### Directions for this task
Using the data that follows, say how many lines contain the word "carpet", giving the number by itself.
▬▬▬▬▬▬
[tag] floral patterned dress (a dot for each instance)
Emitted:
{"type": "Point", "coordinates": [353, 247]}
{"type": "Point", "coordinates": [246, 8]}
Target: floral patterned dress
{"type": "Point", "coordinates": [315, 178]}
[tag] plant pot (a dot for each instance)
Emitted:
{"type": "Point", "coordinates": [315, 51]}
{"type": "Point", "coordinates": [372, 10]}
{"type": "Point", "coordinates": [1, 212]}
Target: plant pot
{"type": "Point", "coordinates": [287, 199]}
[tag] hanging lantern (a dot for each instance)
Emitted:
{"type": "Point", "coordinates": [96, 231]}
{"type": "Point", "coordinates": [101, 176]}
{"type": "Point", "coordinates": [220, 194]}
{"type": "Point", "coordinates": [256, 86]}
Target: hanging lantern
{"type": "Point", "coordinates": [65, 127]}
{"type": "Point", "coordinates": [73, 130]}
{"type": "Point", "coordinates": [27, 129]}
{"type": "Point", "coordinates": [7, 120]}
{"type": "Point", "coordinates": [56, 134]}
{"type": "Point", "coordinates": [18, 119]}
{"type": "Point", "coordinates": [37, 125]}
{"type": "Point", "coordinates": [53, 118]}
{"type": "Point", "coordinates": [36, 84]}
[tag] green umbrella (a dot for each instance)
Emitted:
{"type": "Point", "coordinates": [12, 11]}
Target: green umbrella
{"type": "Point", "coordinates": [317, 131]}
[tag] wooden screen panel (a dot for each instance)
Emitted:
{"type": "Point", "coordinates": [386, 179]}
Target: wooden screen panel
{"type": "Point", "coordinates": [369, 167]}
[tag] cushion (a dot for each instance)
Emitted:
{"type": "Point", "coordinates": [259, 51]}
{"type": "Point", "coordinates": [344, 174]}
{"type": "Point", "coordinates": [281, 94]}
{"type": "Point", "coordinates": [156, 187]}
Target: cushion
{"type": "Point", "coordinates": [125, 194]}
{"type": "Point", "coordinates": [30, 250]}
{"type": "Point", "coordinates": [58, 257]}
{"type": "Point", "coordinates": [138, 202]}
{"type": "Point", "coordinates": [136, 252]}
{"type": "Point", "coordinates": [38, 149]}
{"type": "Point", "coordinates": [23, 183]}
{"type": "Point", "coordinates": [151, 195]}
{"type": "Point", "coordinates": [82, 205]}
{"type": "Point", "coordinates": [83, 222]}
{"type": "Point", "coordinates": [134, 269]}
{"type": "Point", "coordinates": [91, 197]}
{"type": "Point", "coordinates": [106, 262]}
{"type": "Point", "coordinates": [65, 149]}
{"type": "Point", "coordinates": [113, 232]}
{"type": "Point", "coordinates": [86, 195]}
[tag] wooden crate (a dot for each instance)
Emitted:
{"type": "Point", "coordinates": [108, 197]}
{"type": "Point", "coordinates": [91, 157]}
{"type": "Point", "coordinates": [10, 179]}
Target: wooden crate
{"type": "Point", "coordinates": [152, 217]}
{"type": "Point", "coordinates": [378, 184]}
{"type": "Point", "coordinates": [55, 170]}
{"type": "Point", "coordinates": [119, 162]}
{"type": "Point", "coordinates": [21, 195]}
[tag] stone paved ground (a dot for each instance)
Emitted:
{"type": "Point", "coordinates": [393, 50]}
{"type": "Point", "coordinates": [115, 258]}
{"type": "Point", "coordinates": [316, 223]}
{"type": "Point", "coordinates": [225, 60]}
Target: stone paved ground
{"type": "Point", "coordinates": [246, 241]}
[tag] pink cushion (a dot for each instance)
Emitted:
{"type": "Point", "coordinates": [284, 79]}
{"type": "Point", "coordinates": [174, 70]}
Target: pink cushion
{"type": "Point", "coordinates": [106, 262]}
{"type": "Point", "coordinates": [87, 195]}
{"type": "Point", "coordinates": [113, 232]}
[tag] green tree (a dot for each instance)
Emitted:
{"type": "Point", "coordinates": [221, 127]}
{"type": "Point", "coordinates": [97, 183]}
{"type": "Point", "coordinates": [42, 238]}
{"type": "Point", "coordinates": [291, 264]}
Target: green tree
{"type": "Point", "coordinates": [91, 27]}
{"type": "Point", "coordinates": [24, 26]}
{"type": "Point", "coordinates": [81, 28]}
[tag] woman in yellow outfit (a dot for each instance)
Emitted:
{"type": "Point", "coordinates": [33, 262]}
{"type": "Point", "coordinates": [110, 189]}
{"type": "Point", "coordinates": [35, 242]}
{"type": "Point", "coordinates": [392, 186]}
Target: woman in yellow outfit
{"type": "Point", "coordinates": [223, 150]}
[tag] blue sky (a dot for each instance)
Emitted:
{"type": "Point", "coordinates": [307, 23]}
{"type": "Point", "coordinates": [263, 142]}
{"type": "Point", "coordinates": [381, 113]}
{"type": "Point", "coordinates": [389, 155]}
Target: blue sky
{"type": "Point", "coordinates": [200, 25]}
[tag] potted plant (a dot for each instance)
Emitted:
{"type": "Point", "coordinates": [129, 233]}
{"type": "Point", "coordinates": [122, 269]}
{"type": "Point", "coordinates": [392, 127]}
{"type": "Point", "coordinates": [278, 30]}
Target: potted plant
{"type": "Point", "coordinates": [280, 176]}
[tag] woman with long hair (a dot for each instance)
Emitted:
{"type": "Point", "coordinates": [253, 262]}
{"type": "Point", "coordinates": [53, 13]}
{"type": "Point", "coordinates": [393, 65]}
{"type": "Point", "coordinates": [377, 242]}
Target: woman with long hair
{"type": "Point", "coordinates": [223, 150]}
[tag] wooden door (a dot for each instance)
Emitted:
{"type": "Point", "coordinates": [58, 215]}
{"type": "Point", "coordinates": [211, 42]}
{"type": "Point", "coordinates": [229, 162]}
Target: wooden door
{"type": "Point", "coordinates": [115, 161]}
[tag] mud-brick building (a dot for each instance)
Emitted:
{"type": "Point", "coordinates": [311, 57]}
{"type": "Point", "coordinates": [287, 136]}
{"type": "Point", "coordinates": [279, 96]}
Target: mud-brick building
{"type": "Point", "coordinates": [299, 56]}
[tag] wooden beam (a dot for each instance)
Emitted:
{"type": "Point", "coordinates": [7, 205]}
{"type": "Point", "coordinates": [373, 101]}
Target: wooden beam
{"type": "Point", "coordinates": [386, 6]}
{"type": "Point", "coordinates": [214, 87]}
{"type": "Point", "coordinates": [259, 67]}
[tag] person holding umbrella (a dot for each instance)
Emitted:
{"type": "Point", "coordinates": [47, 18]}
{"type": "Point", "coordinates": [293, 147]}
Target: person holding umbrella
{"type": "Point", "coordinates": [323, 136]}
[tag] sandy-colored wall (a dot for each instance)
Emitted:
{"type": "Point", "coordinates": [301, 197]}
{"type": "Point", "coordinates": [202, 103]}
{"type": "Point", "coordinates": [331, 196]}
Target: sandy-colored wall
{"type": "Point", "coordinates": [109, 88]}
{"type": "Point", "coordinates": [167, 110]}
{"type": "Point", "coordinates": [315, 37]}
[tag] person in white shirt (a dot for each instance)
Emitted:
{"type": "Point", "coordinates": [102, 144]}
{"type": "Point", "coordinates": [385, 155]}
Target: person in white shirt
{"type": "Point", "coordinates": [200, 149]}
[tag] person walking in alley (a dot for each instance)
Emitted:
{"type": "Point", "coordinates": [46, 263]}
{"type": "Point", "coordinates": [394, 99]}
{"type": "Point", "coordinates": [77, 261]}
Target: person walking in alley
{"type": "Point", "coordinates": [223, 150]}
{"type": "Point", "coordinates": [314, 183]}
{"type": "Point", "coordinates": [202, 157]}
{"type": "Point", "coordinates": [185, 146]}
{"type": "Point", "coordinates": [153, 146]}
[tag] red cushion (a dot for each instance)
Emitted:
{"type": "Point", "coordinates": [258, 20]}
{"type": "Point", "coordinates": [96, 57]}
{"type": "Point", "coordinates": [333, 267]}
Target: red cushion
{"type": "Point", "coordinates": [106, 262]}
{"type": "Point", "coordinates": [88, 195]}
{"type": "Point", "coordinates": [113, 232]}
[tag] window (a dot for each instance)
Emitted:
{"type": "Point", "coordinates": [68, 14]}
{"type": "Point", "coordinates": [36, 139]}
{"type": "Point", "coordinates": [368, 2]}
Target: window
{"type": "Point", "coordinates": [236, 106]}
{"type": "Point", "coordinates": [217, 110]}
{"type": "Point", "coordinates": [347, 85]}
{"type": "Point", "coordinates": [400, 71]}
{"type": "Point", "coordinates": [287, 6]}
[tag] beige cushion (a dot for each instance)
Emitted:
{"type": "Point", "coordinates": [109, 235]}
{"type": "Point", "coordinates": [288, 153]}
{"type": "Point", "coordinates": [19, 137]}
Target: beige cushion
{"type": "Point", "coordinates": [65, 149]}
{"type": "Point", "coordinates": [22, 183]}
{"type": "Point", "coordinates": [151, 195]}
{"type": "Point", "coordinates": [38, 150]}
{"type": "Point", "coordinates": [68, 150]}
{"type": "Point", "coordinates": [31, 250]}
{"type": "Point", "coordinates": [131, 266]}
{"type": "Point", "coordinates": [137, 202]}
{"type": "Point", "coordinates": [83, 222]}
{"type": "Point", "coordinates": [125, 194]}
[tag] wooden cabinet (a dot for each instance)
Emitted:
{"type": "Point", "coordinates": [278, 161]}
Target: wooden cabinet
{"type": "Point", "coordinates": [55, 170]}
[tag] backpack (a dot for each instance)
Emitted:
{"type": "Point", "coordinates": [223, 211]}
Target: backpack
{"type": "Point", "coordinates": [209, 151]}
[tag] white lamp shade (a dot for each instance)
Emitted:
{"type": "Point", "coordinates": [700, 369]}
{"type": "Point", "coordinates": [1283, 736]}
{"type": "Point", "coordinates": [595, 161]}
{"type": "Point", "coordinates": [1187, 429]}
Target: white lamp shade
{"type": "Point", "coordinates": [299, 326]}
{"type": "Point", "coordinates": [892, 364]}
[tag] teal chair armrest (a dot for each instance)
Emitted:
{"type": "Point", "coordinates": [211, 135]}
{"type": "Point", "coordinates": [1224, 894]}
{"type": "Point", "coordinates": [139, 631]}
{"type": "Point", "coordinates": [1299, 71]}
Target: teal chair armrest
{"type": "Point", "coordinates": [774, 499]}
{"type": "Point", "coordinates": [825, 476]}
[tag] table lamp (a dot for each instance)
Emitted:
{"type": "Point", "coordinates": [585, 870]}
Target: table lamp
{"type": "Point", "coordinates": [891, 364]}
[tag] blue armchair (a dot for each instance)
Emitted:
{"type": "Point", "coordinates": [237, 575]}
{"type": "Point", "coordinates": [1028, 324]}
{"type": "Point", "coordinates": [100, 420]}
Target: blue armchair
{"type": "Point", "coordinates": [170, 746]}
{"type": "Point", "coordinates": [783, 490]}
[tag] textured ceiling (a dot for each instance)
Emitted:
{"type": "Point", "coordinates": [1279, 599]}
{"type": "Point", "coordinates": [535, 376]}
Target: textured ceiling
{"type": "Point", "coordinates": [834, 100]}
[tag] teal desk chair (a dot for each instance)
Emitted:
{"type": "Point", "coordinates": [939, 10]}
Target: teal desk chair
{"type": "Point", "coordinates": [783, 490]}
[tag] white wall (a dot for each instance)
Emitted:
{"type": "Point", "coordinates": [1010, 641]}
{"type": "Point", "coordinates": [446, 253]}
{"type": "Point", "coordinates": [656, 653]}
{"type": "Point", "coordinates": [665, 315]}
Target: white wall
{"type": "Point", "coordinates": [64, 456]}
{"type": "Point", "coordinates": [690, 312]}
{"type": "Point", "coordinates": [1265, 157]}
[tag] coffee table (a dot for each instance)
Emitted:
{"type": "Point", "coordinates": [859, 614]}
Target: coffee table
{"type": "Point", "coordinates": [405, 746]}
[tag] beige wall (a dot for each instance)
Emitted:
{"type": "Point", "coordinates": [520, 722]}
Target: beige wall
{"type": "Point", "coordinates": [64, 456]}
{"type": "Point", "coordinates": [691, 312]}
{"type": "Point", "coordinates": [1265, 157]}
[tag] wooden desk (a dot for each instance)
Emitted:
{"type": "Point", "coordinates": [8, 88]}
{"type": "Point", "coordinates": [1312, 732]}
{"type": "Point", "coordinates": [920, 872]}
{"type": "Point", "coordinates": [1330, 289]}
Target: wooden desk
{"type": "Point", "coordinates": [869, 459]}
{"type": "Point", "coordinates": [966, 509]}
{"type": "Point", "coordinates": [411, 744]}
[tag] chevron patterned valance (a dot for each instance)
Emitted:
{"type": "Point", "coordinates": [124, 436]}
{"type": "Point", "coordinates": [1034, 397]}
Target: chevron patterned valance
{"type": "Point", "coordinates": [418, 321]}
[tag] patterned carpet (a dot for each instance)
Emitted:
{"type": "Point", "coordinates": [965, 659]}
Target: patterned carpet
▬▬▬▬▬▬
### Result of this exercise
2